Tâches -
1: Réécrivez le passage de l'extrait sur les sociétés de crédit qui commence aux mots « Véritables stars de » et s'arrête après « raisons d’une débandade. », en remplaçant « stars » par « vedettes ».
2: Traduisez en anglais cette phrase de l'extrait sur les sociétés de crédit : « Les sociétés de crédit à la consommation se demandent d'où viendra le prochain coup. »
3: Relevez tous les pourcentages cités dans l'extrait sur les sociétés de crédit.

--- Extrait ---

Financement. La débâcle des sociétés de crédit

Véritables stars de la dernière décennie, les sociétés de crédit à la consommation vivent l’une des crises les plus violentes de leur histoire. Les raisons d’une débandade.

Les sociétés de crédit à la consommation se demandent d’où viendra le prochain coup. Enchaînant les déconvenues, elles ont vu leur activité décliner sensiblement au cours des dernières années. La série noire a démarré en 2009, quand les opérateurs du secteur ont vu leur production reculer de 4%. L’année suivante, la situation s’est aggravée avec une dégringolade de 10%. Des baisses de 1% et 2,5% ont suivi en 2011 et 2012. Et les sociétés ne sont toujours pas parvenues à sortir la tête de l’eau puisqu’elles n’ont accordé, sur les neuf premiers mois de 2013 (derniers chiffres disponibles auprès de l’Association professionnelle des sociétés de financement), que 10,3 milliards de dirhams de crédits conso. En ayant autant régressé d’année en année, le secteur a fait un saut en arrière de cinq ans et il tourne aujourd’hui à son rythme de 2007. Cette année-là, les sociétés de crédit conso avaient crevé le plafond avec une hausse de 25% des crédits. Et en 2008, on en était encore à des records de croissance avec 13% de progression de l’activité sur la période. Qu’a-t-il bien pu se passer depuis ?

--- Données enregistrées ---

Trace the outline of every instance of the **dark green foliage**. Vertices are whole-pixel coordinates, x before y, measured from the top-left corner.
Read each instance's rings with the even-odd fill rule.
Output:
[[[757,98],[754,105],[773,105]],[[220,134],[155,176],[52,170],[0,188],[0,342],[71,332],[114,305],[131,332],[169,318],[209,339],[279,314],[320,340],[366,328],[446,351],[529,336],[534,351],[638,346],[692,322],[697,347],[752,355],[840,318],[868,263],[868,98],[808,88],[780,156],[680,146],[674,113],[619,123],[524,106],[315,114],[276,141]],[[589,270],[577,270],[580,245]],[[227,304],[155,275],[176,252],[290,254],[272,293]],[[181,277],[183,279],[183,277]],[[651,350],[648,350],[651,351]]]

---

Corrigés détaillés -
1:
Véritables vedettes de la dernière décennie, les sociétés de crédit à la consommation vivent l’une des crises les plus violentes de leur histoire. Les raisons d’une débandade.

2: Consumer credit companies are wondering where the next blow will come from.

3: 4%, 10%, 1%, 2,5%, 25%, 13%